━━ Dataset excerpts
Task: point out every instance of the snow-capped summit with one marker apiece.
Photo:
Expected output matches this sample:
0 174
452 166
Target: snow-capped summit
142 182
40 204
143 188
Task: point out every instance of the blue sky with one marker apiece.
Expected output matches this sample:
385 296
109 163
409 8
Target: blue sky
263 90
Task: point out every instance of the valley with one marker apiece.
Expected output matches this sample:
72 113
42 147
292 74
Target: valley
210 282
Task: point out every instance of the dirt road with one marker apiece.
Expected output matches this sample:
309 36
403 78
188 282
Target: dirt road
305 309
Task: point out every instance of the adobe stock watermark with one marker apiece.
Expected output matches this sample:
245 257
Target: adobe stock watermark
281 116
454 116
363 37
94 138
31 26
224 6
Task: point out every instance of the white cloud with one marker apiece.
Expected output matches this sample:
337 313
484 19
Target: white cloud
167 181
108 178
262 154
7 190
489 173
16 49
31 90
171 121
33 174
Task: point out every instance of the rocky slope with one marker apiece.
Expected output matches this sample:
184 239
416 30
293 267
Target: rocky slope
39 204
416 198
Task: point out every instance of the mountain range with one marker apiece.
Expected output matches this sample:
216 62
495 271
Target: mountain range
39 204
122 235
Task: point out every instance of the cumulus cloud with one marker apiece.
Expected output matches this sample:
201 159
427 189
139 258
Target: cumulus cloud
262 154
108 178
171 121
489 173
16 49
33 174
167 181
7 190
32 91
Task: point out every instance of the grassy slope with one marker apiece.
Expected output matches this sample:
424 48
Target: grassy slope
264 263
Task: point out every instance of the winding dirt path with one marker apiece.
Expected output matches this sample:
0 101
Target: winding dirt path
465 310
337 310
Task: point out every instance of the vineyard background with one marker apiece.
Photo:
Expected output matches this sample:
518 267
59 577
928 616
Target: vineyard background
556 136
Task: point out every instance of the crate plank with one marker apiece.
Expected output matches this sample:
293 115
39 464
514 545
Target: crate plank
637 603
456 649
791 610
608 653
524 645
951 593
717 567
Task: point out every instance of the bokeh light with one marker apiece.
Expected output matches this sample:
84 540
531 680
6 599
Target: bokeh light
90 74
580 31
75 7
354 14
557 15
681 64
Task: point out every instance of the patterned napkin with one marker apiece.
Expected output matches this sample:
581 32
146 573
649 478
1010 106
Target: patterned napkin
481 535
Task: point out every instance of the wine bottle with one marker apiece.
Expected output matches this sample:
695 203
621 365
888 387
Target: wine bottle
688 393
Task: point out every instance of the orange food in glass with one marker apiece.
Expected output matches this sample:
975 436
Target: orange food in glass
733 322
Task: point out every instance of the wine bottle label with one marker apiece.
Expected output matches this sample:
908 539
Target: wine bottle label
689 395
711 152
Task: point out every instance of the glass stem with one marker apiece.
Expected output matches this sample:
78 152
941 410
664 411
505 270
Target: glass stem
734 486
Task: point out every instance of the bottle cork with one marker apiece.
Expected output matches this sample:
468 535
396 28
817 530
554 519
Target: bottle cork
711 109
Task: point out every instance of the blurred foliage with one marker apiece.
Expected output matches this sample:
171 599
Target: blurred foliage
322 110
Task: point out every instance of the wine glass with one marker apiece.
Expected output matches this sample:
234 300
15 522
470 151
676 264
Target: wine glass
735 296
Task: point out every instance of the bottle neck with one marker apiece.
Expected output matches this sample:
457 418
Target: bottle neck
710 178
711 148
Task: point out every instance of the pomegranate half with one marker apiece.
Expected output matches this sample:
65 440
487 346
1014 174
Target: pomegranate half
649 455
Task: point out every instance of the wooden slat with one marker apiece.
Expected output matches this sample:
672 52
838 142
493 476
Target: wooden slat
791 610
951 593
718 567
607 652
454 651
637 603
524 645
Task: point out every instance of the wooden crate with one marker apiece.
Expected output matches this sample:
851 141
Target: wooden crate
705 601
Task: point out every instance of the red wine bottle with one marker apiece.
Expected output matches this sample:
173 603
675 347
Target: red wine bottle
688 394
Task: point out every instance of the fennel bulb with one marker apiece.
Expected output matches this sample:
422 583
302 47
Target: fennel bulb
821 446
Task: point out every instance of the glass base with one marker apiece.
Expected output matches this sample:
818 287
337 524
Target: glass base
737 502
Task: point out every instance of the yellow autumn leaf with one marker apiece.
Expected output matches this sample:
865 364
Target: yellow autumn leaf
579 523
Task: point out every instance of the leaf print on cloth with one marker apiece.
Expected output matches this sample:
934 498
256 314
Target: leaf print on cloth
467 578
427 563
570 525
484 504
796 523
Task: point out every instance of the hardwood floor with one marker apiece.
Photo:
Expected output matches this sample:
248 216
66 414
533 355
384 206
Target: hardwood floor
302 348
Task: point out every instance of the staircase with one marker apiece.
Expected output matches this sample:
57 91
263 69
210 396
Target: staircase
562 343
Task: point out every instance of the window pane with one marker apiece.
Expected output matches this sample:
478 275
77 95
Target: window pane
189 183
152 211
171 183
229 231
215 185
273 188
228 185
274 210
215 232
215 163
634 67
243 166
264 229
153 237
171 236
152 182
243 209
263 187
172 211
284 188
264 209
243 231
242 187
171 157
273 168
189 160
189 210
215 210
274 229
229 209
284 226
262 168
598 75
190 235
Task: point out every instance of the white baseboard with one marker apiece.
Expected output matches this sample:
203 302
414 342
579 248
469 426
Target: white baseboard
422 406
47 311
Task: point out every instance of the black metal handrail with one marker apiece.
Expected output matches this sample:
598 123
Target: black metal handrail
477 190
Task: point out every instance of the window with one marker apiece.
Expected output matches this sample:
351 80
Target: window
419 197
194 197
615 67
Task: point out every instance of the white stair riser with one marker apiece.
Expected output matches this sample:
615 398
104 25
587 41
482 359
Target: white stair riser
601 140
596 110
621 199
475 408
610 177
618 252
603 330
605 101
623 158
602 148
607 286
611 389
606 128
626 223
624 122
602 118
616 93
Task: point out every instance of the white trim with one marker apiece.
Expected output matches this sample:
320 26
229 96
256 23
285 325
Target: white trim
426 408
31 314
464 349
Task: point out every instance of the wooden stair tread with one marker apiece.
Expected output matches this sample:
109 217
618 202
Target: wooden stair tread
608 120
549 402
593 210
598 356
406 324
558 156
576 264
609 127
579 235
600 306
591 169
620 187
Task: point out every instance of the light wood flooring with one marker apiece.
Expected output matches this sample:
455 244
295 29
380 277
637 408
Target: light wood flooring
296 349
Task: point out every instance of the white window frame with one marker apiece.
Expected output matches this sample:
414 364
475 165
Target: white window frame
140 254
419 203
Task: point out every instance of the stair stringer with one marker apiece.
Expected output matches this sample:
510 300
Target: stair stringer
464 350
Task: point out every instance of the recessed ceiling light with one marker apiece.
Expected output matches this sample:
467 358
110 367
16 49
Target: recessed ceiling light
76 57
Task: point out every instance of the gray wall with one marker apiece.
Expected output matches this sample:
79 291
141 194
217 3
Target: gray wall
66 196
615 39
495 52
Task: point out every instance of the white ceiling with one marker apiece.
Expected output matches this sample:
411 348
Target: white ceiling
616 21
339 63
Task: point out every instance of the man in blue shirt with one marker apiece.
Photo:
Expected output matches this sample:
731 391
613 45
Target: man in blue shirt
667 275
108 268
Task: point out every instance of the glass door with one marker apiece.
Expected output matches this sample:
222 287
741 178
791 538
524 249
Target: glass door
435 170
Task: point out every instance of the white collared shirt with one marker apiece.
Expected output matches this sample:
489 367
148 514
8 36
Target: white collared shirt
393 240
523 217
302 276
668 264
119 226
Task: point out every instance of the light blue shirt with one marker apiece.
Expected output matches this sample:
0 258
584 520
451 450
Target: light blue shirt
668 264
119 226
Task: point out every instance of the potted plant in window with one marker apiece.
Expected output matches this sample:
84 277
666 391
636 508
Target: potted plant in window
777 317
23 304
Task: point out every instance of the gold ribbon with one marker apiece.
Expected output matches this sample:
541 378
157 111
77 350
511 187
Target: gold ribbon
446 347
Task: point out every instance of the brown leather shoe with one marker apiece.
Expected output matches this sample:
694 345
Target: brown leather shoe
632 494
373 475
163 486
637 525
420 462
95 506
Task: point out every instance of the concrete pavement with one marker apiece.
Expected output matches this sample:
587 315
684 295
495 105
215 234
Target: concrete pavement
━━━━
Copy every line of the records above that contains "concrete".

__Response to the task__:
Task: point out every instance of the concrete pavement with one marker apiece.
Target: concrete pavement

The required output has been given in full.